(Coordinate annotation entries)

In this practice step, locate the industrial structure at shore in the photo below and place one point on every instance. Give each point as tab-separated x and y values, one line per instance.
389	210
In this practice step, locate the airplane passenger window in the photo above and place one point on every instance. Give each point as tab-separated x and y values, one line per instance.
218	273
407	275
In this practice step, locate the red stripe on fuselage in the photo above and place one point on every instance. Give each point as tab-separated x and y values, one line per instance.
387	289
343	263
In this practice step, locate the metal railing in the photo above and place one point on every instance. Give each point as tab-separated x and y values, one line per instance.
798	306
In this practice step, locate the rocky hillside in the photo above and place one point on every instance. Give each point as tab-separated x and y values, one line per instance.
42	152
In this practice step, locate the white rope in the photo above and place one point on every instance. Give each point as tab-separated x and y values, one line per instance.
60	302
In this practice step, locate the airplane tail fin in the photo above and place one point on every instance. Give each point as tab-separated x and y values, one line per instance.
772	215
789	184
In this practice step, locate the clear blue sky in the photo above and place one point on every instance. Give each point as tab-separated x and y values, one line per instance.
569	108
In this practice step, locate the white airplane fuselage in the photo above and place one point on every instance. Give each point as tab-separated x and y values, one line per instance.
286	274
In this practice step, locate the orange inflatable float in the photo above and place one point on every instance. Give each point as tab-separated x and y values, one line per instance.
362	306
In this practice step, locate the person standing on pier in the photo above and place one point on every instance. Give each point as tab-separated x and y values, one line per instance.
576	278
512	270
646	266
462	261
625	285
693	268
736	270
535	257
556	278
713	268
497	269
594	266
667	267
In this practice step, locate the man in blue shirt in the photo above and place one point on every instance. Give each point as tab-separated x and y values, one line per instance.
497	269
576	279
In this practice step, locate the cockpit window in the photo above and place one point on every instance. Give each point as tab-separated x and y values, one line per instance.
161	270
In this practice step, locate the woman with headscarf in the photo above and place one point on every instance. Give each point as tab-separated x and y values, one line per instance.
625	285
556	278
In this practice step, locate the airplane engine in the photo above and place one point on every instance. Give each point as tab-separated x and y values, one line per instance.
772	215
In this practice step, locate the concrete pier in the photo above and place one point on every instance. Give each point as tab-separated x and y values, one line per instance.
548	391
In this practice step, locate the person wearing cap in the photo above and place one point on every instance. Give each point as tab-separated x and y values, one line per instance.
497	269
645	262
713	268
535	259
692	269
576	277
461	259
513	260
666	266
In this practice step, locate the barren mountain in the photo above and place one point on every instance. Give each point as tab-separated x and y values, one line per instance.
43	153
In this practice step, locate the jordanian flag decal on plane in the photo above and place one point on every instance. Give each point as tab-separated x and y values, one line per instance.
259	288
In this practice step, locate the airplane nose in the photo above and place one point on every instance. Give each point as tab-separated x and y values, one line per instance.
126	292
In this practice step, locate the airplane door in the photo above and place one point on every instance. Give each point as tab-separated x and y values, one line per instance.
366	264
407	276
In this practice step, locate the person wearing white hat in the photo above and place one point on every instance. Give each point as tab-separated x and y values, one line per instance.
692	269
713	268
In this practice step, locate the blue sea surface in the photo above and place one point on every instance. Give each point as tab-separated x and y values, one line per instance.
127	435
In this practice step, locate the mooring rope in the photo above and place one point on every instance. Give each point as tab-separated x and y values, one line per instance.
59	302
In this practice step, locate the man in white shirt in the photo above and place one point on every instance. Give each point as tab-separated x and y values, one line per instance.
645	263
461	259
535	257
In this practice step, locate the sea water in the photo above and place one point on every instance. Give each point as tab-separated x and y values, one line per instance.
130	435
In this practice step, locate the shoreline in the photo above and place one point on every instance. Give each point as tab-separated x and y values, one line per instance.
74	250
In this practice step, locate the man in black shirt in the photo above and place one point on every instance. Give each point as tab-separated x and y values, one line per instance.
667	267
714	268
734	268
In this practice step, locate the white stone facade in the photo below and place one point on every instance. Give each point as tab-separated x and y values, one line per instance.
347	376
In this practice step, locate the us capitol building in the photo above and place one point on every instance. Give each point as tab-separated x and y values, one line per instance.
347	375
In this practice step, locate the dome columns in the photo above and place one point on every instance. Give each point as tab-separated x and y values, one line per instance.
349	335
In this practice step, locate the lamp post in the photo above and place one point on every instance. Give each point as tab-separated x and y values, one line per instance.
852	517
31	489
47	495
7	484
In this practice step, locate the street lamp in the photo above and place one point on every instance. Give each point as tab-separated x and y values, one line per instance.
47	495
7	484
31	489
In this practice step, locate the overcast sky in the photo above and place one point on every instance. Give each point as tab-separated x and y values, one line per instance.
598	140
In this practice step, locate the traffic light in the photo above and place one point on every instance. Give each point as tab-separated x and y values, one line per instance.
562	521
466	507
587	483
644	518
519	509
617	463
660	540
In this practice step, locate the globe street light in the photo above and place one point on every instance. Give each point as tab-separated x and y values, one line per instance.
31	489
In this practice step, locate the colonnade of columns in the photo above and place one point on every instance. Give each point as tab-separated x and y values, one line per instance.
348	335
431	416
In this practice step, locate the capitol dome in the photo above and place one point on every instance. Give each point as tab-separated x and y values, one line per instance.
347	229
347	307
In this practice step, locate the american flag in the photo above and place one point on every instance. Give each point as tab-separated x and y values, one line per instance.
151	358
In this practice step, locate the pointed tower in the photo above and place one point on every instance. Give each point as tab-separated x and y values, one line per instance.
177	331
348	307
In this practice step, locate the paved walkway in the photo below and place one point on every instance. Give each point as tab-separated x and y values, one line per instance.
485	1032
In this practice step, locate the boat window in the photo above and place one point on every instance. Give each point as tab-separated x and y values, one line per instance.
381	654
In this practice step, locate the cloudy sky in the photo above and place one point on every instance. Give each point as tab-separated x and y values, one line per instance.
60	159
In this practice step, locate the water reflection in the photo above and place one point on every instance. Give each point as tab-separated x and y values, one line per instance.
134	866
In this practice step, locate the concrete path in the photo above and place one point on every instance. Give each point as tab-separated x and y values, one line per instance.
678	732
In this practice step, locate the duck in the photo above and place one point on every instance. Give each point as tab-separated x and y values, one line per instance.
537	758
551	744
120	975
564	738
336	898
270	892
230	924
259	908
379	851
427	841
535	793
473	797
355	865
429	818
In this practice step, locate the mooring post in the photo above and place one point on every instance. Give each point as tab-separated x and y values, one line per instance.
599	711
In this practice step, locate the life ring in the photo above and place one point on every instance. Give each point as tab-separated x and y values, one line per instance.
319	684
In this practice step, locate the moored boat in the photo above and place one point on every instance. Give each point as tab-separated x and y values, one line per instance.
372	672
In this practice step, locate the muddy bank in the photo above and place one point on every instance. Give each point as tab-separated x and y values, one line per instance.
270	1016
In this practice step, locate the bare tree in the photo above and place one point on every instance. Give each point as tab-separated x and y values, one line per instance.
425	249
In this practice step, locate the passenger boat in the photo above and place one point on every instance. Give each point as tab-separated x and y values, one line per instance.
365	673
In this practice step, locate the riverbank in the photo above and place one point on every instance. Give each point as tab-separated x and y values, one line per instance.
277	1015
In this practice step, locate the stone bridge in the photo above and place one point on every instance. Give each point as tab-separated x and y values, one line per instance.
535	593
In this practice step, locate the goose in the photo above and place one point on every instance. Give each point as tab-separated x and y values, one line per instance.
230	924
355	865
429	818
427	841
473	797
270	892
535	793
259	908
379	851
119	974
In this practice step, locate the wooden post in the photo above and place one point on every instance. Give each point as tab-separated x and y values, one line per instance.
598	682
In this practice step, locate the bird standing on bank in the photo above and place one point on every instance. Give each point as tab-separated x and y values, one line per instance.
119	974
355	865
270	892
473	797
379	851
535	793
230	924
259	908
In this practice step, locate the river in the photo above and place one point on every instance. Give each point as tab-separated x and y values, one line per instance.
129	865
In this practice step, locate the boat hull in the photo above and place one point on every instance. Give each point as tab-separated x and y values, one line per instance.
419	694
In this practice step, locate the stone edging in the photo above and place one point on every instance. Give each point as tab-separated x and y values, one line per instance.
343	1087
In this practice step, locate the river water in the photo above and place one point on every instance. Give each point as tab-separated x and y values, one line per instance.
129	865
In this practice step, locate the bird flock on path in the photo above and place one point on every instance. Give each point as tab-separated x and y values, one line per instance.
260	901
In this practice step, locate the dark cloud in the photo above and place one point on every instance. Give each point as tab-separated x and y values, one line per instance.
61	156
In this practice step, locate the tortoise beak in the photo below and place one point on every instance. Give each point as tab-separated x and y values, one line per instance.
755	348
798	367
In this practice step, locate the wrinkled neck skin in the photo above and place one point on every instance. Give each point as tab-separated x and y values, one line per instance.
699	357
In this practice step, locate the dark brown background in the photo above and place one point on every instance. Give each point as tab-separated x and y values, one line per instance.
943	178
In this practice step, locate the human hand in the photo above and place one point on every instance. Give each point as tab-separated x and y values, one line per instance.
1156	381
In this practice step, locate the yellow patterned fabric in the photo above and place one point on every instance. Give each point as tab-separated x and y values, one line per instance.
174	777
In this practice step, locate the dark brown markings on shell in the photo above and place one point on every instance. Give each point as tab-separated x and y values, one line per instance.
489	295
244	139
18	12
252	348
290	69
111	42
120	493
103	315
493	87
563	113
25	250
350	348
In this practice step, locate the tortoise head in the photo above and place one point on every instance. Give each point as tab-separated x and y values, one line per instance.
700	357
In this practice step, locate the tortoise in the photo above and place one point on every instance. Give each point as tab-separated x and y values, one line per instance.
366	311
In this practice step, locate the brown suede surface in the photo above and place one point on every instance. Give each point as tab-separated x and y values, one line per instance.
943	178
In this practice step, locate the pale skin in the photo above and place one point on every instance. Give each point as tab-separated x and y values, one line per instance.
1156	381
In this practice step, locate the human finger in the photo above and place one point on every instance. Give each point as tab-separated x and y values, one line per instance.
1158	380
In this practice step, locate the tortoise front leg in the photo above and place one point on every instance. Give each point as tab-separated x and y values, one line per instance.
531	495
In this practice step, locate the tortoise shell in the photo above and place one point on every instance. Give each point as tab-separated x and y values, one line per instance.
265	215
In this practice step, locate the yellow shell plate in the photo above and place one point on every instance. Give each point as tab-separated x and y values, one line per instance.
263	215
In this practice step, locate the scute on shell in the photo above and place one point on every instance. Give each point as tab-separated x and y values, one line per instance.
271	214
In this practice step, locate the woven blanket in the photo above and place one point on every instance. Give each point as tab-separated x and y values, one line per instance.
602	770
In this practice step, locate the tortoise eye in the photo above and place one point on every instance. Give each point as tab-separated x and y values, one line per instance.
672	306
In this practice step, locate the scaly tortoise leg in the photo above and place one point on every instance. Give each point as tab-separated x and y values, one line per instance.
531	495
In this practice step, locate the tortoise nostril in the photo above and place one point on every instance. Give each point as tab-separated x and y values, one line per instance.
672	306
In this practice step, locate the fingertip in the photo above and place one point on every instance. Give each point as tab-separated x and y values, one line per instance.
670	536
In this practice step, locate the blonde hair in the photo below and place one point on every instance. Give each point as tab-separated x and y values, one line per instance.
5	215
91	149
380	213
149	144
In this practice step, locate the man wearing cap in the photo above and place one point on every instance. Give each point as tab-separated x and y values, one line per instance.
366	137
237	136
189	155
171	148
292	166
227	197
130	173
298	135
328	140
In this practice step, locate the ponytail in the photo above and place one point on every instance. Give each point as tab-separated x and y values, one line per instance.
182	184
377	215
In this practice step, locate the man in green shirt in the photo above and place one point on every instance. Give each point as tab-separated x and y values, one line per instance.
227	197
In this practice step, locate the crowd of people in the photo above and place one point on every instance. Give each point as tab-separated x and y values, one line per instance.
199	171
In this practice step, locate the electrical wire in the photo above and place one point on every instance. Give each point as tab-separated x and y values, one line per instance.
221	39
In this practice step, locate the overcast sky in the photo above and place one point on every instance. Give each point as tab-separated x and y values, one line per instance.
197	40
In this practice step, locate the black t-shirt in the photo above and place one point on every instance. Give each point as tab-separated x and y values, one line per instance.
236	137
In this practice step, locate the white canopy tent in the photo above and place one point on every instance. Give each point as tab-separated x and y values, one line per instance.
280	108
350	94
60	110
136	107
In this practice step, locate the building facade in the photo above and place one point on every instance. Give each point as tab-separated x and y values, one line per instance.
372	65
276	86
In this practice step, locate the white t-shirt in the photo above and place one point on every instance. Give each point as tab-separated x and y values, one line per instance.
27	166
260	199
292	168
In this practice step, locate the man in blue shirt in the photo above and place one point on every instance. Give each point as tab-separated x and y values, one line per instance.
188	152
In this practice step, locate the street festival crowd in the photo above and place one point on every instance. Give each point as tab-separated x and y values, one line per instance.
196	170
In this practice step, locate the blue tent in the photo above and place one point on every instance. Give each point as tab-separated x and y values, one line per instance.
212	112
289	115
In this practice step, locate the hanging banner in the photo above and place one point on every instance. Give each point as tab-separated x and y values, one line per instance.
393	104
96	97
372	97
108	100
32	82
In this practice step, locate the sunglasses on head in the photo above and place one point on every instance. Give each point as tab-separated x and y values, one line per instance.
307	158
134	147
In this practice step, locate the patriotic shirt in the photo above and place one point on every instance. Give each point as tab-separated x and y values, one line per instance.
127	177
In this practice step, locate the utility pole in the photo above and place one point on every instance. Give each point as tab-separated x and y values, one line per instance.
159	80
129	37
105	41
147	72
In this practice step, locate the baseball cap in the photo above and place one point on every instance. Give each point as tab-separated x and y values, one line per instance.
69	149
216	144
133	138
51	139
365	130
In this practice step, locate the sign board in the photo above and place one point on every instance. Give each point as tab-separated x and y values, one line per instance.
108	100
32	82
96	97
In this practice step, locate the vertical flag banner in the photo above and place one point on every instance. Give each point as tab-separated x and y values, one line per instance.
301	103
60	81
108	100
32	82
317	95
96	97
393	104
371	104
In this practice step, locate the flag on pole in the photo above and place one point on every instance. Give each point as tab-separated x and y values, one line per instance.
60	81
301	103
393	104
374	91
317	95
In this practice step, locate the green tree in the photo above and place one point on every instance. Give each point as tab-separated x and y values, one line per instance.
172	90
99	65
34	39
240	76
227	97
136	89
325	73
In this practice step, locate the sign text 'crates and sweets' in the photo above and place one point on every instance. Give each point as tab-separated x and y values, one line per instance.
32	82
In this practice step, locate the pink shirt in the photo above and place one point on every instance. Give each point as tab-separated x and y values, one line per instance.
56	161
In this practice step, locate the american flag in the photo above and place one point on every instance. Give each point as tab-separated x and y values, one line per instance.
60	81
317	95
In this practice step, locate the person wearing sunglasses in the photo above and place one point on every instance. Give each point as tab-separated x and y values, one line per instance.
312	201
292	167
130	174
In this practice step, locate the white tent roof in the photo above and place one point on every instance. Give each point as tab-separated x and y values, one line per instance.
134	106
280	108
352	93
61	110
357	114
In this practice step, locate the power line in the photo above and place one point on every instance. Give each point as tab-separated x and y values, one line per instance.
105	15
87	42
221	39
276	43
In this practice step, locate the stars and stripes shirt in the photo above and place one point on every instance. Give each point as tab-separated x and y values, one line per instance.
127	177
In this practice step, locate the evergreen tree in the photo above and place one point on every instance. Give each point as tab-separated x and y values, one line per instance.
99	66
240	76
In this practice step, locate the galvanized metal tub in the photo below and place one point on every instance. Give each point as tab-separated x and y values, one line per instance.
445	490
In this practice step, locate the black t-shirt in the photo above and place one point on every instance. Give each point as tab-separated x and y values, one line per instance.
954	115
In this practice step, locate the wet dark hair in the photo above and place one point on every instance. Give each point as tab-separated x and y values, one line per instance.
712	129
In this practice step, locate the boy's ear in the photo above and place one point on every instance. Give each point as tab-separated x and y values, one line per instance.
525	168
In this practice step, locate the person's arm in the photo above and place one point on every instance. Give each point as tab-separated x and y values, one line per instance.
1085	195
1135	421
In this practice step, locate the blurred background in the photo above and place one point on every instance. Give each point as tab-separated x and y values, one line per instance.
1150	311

● **THE EXERCISE**: With both ends included, please retype exactly the lines from the line containing "In this practice step, locate the stars" to the final line of the data.

● **SOLVED PROBLEM**:
In this practice step, locate the stars and stripes shirt in the photo above and place one point on every instance. Give each point as tab-separated x and y values, one line per instance.
127	177
In this practice step, locate the evergreen tree in the photo above and place one point on every instance. Give each point as tab-separated x and y values, one line per instance.
99	66
240	76
In this practice step, locate the galvanized metal tub in the photo below and place one point on every instance. Give each point as tab-separated x and y values, one line per instance.
445	490
In this practice step, locate the black t-shirt in the photo above and place one point on every instance. Give each point as tab-separated x and y values, one line per instance.
954	115
In this practice step, locate the wet dark hair in the photo above and place one point on every instance. Give each point as tab-separated x and y values, one line per instance.
712	129
In this practice step, locate the boy's ear in the photo above and place one point on every instance. Give each point as tab-separated x and y values, one line per instance.
525	168
In this practice step, locate the person's arm in the photo above and place one point on every instance. Give each point as tab-separated x and y values, one line per instance.
1085	195
1135	421
In this practice step, locate the blurred background in the photo above and place one point on every instance. Give each point as tab-separated x and y values, one line per instance.
1150	311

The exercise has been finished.